───── Task input

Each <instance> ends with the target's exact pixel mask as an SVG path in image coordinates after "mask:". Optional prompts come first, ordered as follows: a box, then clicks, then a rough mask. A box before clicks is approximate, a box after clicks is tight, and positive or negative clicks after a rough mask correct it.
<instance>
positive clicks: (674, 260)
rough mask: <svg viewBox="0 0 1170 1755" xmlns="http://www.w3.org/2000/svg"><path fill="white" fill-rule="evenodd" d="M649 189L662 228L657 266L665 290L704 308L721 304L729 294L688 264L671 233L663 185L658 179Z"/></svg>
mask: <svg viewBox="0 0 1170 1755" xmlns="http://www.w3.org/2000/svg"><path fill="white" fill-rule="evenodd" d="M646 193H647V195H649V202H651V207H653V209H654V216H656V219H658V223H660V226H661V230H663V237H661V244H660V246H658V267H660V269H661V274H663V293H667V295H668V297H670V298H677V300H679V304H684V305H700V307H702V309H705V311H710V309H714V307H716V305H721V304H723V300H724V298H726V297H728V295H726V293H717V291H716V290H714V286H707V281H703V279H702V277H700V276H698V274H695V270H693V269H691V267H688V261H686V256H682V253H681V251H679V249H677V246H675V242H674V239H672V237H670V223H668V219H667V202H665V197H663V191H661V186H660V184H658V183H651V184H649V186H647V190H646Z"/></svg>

──────────

Rewrite the material above, swapping every occurrence of "rough mask" for "coarse mask" and leaving everything else unchanged.

Each <instance> ends with the target's exact pixel mask as an SVG path in image coordinates after "mask:". Optional prompts come first, ordered as follows: a box, then clicks, then a coarse mask. A box before clicks is approximate, a box after clicks is tight, and positive or negative clicks after a coarse mask correct it.
<instance>
positive clicks: (674, 260)
coarse mask: <svg viewBox="0 0 1170 1755" xmlns="http://www.w3.org/2000/svg"><path fill="white" fill-rule="evenodd" d="M649 189L662 228L657 266L665 290L704 308L721 304L729 294L688 264L671 233L663 185L658 179Z"/></svg>
mask: <svg viewBox="0 0 1170 1755" xmlns="http://www.w3.org/2000/svg"><path fill="white" fill-rule="evenodd" d="M646 193H647V195H649V202H651V207H653V209H654V216H656V219H658V223H660V226H661V230H663V237H661V244H660V246H658V267H660V269H661V274H663V293H667V295H668V297H670V298H677V300H679V304H684V305H700V307H702V309H705V311H710V309H714V307H716V305H721V304H723V300H724V298H726V297H728V295H726V293H717V291H716V290H714V286H707V281H703V279H702V277H700V276H698V274H695V270H693V269H691V267H688V261H686V256H682V253H681V251H679V249H677V246H675V242H674V239H672V237H670V223H668V219H667V202H665V197H663V191H661V186H660V184H658V183H651V184H649V186H647V190H646Z"/></svg>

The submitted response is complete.